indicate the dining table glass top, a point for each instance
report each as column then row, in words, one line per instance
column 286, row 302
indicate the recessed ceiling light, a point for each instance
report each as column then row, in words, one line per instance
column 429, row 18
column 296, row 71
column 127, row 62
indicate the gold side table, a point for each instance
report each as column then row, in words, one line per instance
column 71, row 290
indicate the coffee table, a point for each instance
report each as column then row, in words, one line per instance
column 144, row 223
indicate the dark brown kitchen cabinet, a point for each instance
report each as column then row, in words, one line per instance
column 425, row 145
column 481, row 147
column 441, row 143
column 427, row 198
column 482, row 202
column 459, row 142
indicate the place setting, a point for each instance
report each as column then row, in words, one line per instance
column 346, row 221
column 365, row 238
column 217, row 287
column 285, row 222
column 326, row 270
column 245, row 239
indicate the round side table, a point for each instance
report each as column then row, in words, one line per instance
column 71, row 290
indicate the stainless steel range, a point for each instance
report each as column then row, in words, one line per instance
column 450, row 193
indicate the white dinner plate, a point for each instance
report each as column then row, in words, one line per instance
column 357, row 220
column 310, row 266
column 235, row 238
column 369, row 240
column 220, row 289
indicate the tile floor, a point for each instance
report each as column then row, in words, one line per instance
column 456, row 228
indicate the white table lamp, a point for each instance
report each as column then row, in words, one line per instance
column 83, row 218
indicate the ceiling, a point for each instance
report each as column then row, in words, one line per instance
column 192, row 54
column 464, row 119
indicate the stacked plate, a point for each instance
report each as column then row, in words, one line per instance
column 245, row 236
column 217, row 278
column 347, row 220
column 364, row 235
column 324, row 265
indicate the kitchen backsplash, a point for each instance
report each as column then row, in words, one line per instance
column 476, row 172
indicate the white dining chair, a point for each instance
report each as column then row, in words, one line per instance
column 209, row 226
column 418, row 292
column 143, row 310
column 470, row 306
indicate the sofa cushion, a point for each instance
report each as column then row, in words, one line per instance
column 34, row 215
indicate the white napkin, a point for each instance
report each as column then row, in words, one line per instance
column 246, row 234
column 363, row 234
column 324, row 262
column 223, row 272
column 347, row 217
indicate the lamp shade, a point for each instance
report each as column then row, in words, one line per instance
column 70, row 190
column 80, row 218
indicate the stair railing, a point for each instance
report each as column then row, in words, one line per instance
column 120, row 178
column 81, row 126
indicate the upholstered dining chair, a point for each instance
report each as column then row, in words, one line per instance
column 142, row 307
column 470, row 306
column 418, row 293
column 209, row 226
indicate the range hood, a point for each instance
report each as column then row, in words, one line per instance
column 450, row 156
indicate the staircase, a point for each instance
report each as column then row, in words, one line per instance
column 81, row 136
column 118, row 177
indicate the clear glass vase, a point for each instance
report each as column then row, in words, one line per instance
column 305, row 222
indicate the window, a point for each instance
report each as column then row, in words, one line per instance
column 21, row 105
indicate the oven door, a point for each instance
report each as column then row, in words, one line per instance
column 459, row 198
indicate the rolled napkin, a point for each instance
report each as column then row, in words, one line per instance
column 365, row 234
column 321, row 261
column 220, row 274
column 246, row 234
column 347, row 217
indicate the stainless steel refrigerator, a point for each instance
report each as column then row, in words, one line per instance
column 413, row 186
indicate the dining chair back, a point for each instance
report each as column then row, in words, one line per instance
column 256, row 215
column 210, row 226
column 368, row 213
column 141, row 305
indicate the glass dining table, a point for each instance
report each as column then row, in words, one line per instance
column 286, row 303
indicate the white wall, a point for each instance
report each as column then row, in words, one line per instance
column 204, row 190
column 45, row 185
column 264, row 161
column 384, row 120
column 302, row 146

## What you need to do
Reproduce the listing verbatim, starting at its first line and ending after the line that contains "column 144, row 223".

## Full output
indicate the dining table glass top, a point for each instance
report each as column then row, in words, one line per instance
column 286, row 302
indicate the recessed ceiling light, a point for each instance
report each as column then row, in words, one line per instance
column 429, row 18
column 296, row 71
column 127, row 62
indicate the gold side table, a point for each instance
report each as column then row, in words, one line per instance
column 71, row 290
indicate the coffee table, a point for each instance
report each as column then row, in words, one line per instance
column 144, row 223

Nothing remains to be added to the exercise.